━━━━━ DONNÉES DE L'EXERCICE ━━━━━
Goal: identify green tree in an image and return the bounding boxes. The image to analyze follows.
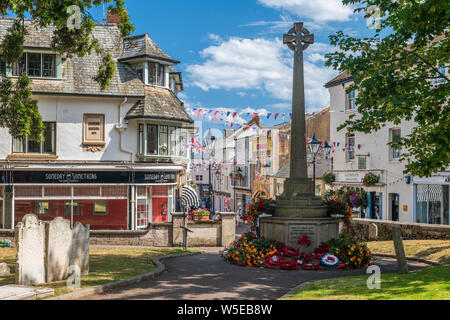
[326,0,450,177]
[0,0,134,141]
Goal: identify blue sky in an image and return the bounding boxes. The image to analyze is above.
[97,0,371,134]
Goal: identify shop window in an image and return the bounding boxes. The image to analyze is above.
[148,62,166,87]
[14,187,42,198]
[93,201,108,216]
[83,114,105,146]
[347,90,357,110]
[13,122,56,154]
[102,186,128,198]
[346,133,355,162]
[36,201,50,216]
[64,201,80,217]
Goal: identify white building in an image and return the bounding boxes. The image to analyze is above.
[325,73,450,225]
[0,19,193,230]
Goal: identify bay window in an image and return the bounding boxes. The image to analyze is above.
[13,122,56,154]
[148,62,166,87]
[138,123,188,158]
━━━━━
**CONSIGNE:**
Repérez dans la liste ci-dessus toutes les lignes qui contiennent le mot « above », puis recopiez chacune d'elles.

**RÉPONSE FINALE:**
Goal: identify blue sky in an image and return the bounding boxes. The image to analyze is above.
Goal: identify shop window in an image and return the bounding boxes. The image to analyze is above.
Goal: identify white building in an image and return the bounding boxes. The image to analyze is above.
Goal: identify bay window in an image and return the bounding boxes. The image to analyze is above.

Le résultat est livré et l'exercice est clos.